_Problem details_: State how many lines in the material below contain the word "Provide". Reply with the number alone.
** Begin **
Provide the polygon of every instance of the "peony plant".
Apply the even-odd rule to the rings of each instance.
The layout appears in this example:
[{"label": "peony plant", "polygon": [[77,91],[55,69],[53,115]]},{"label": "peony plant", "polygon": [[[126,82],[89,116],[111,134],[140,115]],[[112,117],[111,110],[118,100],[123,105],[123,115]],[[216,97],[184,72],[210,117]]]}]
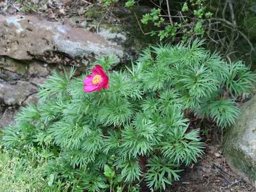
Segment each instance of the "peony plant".
[{"label": "peony plant", "polygon": [[4,130],[4,146],[24,159],[24,146],[43,157],[50,184],[42,191],[68,183],[72,191],[138,191],[141,182],[165,189],[181,164],[203,154],[189,114],[229,126],[239,109],[226,96],[254,87],[255,75],[244,63],[227,63],[203,43],[150,46],[120,71],[109,72],[113,55],[79,78],[72,78],[74,68],[69,75],[53,71],[37,105],[22,108]]}]

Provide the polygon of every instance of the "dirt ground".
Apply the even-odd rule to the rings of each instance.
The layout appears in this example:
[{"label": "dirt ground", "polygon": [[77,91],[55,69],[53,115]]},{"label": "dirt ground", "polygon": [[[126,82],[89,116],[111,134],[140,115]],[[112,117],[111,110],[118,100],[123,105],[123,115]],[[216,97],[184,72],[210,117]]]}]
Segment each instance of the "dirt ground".
[{"label": "dirt ground", "polygon": [[[39,14],[43,12],[50,18],[58,20],[61,15],[69,16],[70,13],[65,12],[62,9],[67,7],[70,10],[79,10],[79,14],[84,13],[85,11],[92,6],[93,1],[81,2],[81,5],[77,3],[78,1],[52,1],[52,4],[48,5],[48,7],[40,9],[40,6],[33,10],[33,7],[28,7],[28,11],[21,11],[22,6],[20,3],[15,1],[4,1],[0,5],[0,13],[5,14],[15,14],[20,13]],[[71,2],[71,3],[69,3]],[[85,3],[84,3],[85,2]],[[91,3],[92,2],[92,3]],[[55,4],[54,4],[55,3]],[[83,4],[87,3],[89,6],[85,7]],[[77,7],[80,7],[79,10]],[[62,14],[62,15],[61,15]],[[78,14],[75,12],[74,14]],[[198,122],[196,122],[198,123]],[[209,125],[209,124],[208,124]],[[222,135],[220,133],[216,133],[212,131],[216,127],[212,126],[204,125],[209,133],[206,135],[201,135],[202,141],[205,142],[206,148],[205,154],[202,158],[198,158],[198,162],[193,164],[189,167],[184,166],[180,169],[184,169],[179,173],[181,176],[179,181],[173,182],[172,186],[167,186],[166,192],[247,192],[256,191],[256,189],[252,183],[246,182],[242,178],[236,175],[227,164],[223,154],[223,143]],[[192,128],[192,127],[191,127]],[[194,127],[195,128],[195,127]],[[202,132],[201,132],[202,133]],[[145,183],[141,183],[141,191],[151,191]],[[162,190],[163,191],[163,190]]]},{"label": "dirt ground", "polygon": [[222,146],[214,138],[206,142],[203,158],[185,168],[180,174],[180,180],[173,182],[166,191],[256,191],[252,183],[246,182],[230,170],[222,154]]},{"label": "dirt ground", "polygon": [[[166,186],[165,192],[256,191],[251,183],[237,175],[227,164],[220,134],[202,137],[206,145],[203,158],[189,167],[180,167],[184,170],[179,174],[180,180]],[[141,186],[140,191],[152,191],[146,183],[141,183]]]}]

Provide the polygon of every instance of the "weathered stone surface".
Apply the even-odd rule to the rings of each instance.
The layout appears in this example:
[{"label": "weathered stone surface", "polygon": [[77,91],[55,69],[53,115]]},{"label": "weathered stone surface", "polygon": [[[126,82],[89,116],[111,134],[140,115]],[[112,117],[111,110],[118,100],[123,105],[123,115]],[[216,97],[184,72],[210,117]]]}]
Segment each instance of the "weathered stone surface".
[{"label": "weathered stone surface", "polygon": [[240,108],[239,118],[226,135],[225,155],[227,163],[238,174],[255,181],[256,95]]},{"label": "weathered stone surface", "polygon": [[8,107],[5,109],[3,114],[0,116],[0,128],[11,125],[14,116],[17,114],[18,110],[18,107],[17,106]]},{"label": "weathered stone surface", "polygon": [[95,34],[66,21],[62,25],[40,16],[0,15],[0,55],[77,67],[109,53],[125,59],[124,47],[104,37],[109,34]]},{"label": "weathered stone surface", "polygon": [[39,99],[36,97],[36,93],[31,94],[22,102],[23,106],[26,106],[28,103],[36,103],[38,101]]},{"label": "weathered stone surface", "polygon": [[0,82],[0,99],[7,106],[19,105],[37,88],[31,83],[18,81],[15,84],[11,82]]}]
** End **
_Task answer_: 3